**Object detection data:**

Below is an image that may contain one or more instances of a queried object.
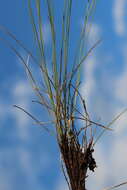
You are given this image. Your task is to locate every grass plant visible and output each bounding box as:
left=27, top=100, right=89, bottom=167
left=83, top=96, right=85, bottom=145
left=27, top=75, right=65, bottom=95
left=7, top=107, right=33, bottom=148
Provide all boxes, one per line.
left=0, top=0, right=126, bottom=190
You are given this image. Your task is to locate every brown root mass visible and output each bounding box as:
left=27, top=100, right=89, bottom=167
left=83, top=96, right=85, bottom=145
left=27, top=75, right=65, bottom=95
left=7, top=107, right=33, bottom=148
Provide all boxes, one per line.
left=60, top=135, right=96, bottom=190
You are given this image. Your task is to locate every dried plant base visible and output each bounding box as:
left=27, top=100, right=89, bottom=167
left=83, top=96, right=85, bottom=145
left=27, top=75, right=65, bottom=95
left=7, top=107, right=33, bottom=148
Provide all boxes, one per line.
left=60, top=135, right=96, bottom=190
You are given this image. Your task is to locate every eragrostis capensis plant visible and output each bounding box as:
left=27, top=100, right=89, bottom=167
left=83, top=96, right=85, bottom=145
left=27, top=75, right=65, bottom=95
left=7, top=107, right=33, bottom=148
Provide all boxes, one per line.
left=0, top=0, right=126, bottom=190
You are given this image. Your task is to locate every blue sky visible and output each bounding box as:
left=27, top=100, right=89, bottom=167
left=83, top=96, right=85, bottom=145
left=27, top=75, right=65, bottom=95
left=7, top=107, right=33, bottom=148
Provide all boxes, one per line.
left=0, top=0, right=127, bottom=190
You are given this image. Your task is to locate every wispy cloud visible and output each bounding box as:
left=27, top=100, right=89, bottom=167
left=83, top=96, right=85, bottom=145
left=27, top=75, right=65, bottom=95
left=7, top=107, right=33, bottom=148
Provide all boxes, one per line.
left=113, top=0, right=127, bottom=36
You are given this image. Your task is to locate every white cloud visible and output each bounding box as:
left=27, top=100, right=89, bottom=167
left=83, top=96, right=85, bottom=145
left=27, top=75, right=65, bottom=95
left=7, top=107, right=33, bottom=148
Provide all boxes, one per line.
left=113, top=0, right=126, bottom=36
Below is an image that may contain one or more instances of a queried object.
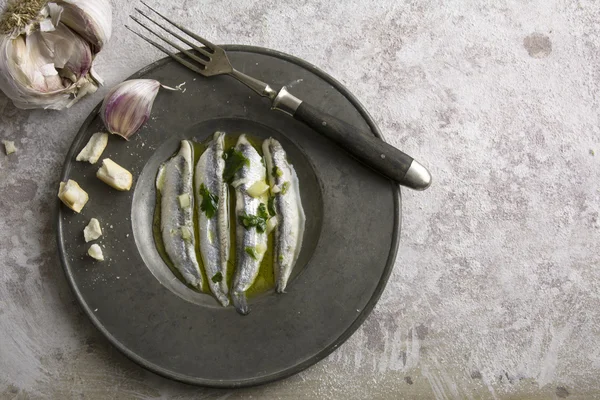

**Stated goal:** Reproduce all the entries above with "bounding box" renamed to "bounding rectangle" wherever it occurs, keeping every other word and number the same. Leave the pictures out.

**Written response:**
Below is an image that may contain one or more instances of a queried object.
You are given this image. Your task is to locate every grass plant visible and output each bounding rectangle as:
left=27, top=100, right=89, bottom=167
left=83, top=96, right=85, bottom=145
left=27, top=75, right=65, bottom=95
left=7, top=107, right=33, bottom=148
Provide all boxes, one per line.
left=0, top=0, right=126, bottom=190
You are given this image. Your task is to locate every brown root mass visible and output each bounding rectangle as:
left=27, top=100, right=89, bottom=167
left=83, top=96, right=85, bottom=145
left=27, top=75, right=65, bottom=95
left=7, top=107, right=33, bottom=148
Provide all boxes, one per line.
left=60, top=135, right=96, bottom=190
You are given this image. Your task is to locate every dried plant base visible and output each bounding rectangle as:
left=27, top=100, right=89, bottom=167
left=83, top=96, right=85, bottom=145
left=27, top=75, right=65, bottom=95
left=7, top=107, right=33, bottom=148
Provide all boxes, one per line.
left=60, top=135, right=96, bottom=190
You are given this image. Your task is to locate every eragrostis capensis plant visible and output each bounding rectangle as:
left=27, top=100, right=89, bottom=167
left=83, top=96, right=85, bottom=145
left=27, top=75, right=65, bottom=95
left=7, top=107, right=33, bottom=148
Provide all boxes, one per line.
left=0, top=0, right=126, bottom=190
You are given this image. Your task is to locate every blue sky visible and output each bounding rectangle as:
left=27, top=100, right=89, bottom=167
left=83, top=96, right=85, bottom=145
left=27, top=75, right=65, bottom=95
left=7, top=107, right=33, bottom=148
Provide all boxes, one per line.
left=0, top=0, right=127, bottom=190
You are given this image. Your task is to locate every wispy cloud visible and output each bounding rectangle as:
left=27, top=100, right=89, bottom=167
left=83, top=96, right=85, bottom=145
left=27, top=75, right=65, bottom=95
left=7, top=107, right=33, bottom=148
Provide all boxes, one per line.
left=113, top=0, right=127, bottom=36
You are given this image. Your task is to locate every white cloud visible and output each bounding rectangle as:
left=27, top=100, right=89, bottom=167
left=83, top=96, right=85, bottom=145
left=27, top=75, right=65, bottom=95
left=7, top=107, right=33, bottom=148
Provide all boxes, one per line.
left=113, top=0, right=126, bottom=36
Below is an image that may contain one or more instances of a queried object.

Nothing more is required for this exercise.